> Problem description
Output the listing below as a Markdown table with columns Row and Text. Cover its first line through the line containing "[77, 44, 115, 114]", inclusive, number each row, and omit blank lines.

> Given data
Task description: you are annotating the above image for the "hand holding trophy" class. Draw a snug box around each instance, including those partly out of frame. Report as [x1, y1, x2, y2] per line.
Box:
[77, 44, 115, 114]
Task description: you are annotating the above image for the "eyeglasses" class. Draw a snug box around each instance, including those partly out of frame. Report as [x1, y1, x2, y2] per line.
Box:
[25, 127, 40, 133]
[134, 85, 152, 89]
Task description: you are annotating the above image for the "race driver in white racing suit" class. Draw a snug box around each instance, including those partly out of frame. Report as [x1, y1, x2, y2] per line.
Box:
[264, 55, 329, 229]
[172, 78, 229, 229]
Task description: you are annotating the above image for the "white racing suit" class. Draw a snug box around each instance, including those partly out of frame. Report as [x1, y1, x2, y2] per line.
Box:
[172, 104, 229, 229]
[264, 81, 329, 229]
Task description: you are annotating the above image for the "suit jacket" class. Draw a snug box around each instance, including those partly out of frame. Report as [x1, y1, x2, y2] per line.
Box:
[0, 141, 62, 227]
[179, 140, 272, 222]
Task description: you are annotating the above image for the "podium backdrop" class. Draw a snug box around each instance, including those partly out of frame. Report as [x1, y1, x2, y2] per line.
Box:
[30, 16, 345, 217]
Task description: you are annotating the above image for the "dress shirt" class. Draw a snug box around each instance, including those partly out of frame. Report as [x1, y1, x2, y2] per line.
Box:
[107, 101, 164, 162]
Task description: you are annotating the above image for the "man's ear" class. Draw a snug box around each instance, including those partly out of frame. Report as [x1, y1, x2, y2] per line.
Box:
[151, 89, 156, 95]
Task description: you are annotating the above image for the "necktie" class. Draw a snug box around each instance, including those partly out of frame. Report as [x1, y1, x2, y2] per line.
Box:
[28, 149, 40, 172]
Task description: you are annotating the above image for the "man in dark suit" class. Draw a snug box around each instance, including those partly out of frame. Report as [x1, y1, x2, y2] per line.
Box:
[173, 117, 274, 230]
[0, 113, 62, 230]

> Exercise answer
| Row | Text |
|---|---|
| 1 | Task description: you are annotating the above image for the "hand holding trophy" class. Draw a snug box around each instance, including those partly out of frame. Report as [x1, y1, x2, y2] per line. |
| 2 | Box: |
| 3 | [77, 44, 115, 114] |